[Start of section]

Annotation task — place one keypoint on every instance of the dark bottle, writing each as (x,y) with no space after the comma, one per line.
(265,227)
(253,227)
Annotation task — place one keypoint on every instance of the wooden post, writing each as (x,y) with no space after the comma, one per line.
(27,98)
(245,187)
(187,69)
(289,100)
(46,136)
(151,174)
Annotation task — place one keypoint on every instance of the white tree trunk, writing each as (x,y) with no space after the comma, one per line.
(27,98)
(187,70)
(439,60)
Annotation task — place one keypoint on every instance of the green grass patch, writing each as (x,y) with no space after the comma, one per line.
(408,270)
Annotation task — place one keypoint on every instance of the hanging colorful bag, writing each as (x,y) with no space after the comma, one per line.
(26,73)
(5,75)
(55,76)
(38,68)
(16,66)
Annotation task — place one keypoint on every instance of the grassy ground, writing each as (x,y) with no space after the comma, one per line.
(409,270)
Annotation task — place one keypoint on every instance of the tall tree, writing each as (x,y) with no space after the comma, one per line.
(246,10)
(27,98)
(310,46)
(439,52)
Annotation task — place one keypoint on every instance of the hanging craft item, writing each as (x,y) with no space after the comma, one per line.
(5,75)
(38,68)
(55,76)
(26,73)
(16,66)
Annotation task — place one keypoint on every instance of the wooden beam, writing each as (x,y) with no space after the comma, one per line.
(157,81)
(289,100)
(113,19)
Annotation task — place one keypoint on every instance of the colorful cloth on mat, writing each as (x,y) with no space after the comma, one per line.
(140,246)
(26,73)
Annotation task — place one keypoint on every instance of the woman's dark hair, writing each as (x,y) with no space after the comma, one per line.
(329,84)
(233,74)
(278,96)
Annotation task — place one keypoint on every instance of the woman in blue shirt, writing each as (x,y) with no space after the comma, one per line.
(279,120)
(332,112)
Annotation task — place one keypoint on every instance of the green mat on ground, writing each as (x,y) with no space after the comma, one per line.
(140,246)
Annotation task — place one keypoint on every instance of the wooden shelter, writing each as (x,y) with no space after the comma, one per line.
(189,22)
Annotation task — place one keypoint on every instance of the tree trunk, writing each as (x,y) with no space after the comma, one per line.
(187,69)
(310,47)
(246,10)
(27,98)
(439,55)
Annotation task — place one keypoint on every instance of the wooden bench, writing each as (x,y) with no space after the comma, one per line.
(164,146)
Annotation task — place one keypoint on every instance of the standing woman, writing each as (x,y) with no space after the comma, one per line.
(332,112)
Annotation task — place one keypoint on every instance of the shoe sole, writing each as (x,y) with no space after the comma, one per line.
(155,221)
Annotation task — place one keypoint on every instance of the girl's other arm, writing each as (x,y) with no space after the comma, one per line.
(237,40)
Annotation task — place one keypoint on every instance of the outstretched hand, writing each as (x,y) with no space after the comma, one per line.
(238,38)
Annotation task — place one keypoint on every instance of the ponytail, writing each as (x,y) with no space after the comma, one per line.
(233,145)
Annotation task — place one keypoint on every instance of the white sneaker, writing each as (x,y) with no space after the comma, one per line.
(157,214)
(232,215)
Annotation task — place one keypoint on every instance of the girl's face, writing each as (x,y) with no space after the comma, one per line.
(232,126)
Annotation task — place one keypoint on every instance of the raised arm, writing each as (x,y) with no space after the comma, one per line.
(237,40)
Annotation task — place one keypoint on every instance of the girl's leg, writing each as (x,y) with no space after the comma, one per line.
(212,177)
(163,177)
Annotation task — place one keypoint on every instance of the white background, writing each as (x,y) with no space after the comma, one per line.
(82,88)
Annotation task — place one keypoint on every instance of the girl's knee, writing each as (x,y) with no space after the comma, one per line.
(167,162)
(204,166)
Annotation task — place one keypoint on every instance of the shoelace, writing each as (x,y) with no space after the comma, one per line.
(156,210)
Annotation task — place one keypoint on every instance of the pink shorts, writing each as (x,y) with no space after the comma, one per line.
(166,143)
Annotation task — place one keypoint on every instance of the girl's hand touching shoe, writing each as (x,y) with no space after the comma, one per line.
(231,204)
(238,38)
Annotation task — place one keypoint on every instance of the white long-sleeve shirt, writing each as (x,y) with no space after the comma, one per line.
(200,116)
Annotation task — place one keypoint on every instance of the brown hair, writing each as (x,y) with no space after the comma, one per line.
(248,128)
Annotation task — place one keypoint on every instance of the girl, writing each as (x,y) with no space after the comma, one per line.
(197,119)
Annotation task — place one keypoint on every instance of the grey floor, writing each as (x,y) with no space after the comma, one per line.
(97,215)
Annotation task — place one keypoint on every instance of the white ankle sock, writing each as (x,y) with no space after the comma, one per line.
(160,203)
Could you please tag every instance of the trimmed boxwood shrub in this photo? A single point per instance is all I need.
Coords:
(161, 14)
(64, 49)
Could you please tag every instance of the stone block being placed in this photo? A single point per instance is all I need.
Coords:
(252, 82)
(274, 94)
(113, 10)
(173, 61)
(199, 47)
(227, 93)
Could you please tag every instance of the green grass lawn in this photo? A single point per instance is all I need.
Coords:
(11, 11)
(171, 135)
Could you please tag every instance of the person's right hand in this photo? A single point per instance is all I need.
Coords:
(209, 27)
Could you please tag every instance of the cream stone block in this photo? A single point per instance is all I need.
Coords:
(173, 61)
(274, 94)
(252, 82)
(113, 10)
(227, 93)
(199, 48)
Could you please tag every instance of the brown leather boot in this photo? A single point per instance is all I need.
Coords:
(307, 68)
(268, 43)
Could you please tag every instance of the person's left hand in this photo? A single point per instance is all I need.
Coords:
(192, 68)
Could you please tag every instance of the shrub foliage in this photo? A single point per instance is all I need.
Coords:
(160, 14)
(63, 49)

[End of section]

■ Your objective ■
Pull each line containing the word "shrub" out of the data above.

■ Completed exercise ■
Could you please tag every instance of the trimmed boxwood shrub in this photo? A single point per instance is all I need.
Could you please tag every instance of the shrub foliage in this photo? A single point per instance is all I need.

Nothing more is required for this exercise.